INPUT ROWS =>
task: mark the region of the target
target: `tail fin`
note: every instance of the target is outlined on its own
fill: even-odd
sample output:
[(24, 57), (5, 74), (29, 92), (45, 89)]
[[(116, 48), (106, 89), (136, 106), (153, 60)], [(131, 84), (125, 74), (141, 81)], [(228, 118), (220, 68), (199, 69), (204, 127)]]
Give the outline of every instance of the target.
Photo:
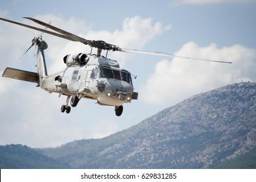
[(38, 46), (37, 52), (37, 72), (39, 75), (39, 84), (42, 86), (42, 80), (48, 75), (46, 58), (44, 57), (44, 50), (48, 47), (47, 43), (42, 40), (38, 40), (36, 42)]
[(2, 77), (39, 83), (38, 75), (36, 73), (7, 68)]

EXERCISE INSTRUCTIONS =>
Reproduce all of the lines above word for word, leaving out the picture.

RESULT OF THE EXERCISE =>
task: mark the region of the target
target: `tail fin`
note: every instance of the target is outlined on its own
fill: even-odd
sample output:
[(24, 57), (5, 74), (29, 92), (45, 89)]
[[(116, 48), (106, 89), (136, 106), (153, 60)], [(131, 84), (125, 74), (141, 81)], [(228, 118), (220, 68), (199, 69), (204, 127)]]
Give the outline of every instance of the target.
Photo:
[(38, 46), (37, 52), (37, 72), (39, 75), (39, 84), (42, 86), (42, 80), (48, 75), (46, 58), (44, 57), (44, 50), (48, 47), (47, 43), (42, 40), (38, 40), (36, 42)]
[(2, 77), (39, 83), (38, 75), (36, 73), (7, 68)]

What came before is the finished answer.